(Collected data)
══════════════════════════════

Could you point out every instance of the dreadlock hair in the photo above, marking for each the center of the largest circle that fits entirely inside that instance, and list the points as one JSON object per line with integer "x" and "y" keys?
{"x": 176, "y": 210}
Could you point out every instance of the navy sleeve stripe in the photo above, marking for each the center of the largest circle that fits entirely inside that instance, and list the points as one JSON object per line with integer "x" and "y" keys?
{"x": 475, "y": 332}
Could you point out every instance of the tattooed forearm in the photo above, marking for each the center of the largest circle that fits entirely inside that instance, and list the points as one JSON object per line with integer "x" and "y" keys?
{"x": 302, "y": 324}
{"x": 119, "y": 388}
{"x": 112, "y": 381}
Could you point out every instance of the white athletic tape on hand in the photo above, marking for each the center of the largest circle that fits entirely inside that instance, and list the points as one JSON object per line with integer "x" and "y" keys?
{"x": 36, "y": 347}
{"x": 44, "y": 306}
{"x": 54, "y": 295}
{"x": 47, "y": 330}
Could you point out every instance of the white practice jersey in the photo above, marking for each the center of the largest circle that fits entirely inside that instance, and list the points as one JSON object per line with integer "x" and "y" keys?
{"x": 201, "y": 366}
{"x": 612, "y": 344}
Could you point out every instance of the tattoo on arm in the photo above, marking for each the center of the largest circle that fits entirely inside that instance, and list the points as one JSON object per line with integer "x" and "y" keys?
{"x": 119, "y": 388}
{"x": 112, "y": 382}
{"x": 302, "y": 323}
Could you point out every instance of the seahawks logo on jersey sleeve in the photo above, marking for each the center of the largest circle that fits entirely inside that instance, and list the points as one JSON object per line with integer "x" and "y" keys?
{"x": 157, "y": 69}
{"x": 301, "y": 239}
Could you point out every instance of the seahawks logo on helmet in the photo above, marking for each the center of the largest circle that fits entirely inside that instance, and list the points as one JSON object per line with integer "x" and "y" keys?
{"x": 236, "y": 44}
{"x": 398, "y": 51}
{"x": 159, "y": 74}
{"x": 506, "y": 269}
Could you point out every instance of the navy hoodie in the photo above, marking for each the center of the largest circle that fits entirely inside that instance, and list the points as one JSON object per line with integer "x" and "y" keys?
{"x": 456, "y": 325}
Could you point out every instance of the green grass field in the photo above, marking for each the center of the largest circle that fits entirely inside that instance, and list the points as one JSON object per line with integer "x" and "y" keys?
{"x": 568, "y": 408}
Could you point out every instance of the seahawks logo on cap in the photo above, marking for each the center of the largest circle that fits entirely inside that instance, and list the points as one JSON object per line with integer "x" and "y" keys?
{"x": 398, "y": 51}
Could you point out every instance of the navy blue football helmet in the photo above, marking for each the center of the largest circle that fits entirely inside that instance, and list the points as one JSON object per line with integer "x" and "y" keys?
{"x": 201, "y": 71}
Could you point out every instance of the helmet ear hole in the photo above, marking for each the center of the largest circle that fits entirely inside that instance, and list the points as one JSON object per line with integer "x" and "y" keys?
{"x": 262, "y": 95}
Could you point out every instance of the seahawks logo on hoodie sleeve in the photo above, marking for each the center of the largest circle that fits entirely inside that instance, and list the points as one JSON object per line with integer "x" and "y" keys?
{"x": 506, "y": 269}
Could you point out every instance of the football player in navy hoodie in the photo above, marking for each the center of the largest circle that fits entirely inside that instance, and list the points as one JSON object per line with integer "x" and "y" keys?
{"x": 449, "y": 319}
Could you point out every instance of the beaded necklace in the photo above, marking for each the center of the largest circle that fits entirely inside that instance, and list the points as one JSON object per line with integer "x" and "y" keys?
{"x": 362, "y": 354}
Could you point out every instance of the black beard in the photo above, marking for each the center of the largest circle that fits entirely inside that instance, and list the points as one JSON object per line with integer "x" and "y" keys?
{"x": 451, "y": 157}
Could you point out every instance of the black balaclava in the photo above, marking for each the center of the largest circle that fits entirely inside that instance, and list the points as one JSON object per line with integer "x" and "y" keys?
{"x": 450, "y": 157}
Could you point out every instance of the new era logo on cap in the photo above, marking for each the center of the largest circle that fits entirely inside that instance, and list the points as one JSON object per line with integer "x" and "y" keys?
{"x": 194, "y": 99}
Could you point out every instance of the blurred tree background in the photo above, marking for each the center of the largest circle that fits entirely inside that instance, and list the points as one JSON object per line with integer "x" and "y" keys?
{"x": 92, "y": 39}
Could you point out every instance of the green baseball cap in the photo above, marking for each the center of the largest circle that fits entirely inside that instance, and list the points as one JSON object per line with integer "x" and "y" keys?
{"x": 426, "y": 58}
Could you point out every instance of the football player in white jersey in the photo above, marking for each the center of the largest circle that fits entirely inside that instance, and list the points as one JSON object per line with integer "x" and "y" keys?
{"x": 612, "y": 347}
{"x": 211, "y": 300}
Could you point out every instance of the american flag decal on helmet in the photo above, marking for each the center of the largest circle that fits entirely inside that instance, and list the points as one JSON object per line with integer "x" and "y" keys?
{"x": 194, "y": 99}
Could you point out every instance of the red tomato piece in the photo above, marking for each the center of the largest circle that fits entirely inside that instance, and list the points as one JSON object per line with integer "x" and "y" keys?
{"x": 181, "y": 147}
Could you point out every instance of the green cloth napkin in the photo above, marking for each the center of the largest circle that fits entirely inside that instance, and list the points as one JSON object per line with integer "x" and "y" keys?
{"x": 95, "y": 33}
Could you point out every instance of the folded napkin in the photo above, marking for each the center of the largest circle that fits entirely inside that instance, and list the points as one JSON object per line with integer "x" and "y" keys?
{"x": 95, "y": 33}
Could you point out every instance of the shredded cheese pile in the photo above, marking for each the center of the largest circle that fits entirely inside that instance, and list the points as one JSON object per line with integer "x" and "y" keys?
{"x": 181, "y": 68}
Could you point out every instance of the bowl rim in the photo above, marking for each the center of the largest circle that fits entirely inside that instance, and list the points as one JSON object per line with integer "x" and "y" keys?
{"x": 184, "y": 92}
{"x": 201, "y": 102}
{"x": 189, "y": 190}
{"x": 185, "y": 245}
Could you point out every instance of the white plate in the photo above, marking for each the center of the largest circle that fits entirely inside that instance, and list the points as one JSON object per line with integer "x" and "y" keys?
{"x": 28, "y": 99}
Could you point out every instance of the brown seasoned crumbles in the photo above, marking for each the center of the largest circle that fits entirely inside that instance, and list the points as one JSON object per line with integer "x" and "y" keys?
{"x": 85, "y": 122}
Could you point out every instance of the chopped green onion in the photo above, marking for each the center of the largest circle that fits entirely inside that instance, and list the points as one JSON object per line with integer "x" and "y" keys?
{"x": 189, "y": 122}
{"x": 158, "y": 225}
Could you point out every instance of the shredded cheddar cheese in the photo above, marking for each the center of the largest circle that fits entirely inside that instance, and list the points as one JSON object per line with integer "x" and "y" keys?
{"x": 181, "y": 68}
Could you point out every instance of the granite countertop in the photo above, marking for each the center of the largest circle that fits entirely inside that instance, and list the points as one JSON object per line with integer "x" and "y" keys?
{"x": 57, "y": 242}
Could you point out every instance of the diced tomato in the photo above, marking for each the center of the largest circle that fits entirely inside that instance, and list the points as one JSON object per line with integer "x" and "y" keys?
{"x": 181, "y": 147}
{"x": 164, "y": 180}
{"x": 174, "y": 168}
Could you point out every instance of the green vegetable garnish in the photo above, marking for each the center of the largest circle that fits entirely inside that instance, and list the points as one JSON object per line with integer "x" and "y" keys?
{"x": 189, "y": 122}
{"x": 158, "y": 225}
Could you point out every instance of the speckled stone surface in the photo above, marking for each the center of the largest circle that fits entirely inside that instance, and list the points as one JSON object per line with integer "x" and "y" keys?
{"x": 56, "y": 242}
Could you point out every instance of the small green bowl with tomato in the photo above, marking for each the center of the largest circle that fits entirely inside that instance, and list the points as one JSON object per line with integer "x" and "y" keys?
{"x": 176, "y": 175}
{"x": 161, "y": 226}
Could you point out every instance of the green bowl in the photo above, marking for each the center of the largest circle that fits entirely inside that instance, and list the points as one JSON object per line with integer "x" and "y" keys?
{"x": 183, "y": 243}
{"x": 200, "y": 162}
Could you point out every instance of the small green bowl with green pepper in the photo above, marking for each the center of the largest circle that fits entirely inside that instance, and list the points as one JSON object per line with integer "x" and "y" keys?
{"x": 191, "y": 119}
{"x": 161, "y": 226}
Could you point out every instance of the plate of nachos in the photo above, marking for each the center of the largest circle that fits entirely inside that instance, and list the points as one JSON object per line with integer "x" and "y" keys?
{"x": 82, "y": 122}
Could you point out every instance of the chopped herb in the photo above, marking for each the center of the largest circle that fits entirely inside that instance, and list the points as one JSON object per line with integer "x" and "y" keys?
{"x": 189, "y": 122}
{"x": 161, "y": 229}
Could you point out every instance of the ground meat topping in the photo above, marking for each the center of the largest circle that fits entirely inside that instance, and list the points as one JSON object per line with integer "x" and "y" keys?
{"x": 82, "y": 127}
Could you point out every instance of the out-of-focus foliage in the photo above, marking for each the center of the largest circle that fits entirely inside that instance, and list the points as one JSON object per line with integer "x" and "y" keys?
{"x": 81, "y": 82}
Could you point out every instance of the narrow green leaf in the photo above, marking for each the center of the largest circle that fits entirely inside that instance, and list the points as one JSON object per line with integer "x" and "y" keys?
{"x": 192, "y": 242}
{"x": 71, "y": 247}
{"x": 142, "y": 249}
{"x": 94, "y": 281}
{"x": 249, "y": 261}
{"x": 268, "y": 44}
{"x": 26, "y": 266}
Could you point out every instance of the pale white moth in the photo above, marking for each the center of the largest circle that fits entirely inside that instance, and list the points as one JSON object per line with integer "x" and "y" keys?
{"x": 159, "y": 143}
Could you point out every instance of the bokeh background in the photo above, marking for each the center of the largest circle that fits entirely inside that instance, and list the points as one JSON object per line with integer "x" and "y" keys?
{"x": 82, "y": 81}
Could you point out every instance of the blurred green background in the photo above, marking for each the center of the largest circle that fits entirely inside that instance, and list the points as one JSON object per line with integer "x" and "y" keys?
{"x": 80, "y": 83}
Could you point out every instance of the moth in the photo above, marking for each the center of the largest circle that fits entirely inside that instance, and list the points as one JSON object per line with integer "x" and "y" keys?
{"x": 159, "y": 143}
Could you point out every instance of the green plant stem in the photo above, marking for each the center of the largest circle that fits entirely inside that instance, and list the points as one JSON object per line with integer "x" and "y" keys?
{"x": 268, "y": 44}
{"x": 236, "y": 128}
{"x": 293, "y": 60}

══════════════════════════════

Work to complete =
Give again, word for word, every line from the one holding "Could you point out every instance of the moth" to the end of the data.

Solution to the problem =
Could you point out every instance of the moth in the photo above, marking for each the center of the largest circle that fits entirely inside that instance, and list the points as one JSON object per line with integer "x" and "y" keys?
{"x": 159, "y": 143}
Could you point out every instance of the green plant stem in the photo above, marking for each the center of the largest circle that fits entirely inside that instance, and list the points as one JSON object per line with integer "x" and "y" keys?
{"x": 268, "y": 44}
{"x": 236, "y": 128}
{"x": 293, "y": 60}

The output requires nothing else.